* **WHAT NEEDS TO BE DONE**
Reproduce the material below with every occurrence of "whole pixels" replaced by "integer pixels", leaving everything else unchanged, and omit the pictures from your answer.
────
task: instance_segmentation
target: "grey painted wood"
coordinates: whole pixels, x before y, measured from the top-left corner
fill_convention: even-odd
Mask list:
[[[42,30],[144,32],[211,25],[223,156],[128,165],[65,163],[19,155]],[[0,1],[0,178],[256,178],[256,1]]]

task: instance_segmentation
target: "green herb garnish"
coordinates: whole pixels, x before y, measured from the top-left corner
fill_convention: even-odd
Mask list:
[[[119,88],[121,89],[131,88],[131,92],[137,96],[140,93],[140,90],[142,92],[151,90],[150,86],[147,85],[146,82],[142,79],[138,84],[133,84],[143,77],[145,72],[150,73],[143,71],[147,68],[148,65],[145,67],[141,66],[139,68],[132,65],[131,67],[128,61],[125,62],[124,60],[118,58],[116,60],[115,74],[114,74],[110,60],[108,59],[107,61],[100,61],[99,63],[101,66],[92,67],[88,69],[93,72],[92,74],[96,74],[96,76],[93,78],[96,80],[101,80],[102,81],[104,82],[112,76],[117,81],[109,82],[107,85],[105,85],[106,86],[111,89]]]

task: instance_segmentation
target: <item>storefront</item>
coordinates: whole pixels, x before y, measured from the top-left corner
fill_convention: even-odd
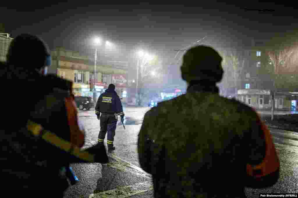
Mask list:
────
* **OUTPUT OF THE TASK**
task: instance_segmentation
target: "grey painted wood"
coordinates: integer pixels, x before y, measured from the top-left corner
fill_convention: even-odd
Mask list:
[[[42,30],[144,32],[211,25],[223,156],[128,165],[65,163],[19,155]],[[0,1],[0,178],[256,178],[256,1]]]

task: instance_segmentation
target: "green herb garnish"
coordinates: integer pixels, x before y, measured from the top-left corner
fill_convention: even-odd
Mask list:
[[[119,88],[121,89],[131,88],[131,92],[137,96],[140,93],[140,90],[142,92],[151,90],[150,86],[147,85],[146,82],[142,79],[138,84],[133,84],[143,77],[145,72],[150,73],[143,71],[147,68],[148,65],[145,67],[141,66],[139,68],[132,65],[131,67],[128,61],[125,62],[124,60],[118,58],[116,60],[115,74],[114,74],[110,60],[108,59],[107,61],[100,61],[99,63],[101,66],[92,67],[88,69],[93,72],[92,74],[96,74],[96,76],[93,78],[96,80],[101,80],[102,81],[104,82],[112,76],[117,81],[109,82],[107,85],[105,85],[106,86],[111,89]]]

task: instance_segmentation
target: <item>storefront</item>
coordinates: integer pixels, x before y, measured from the top-left corner
fill_convention: even-odd
Mask list:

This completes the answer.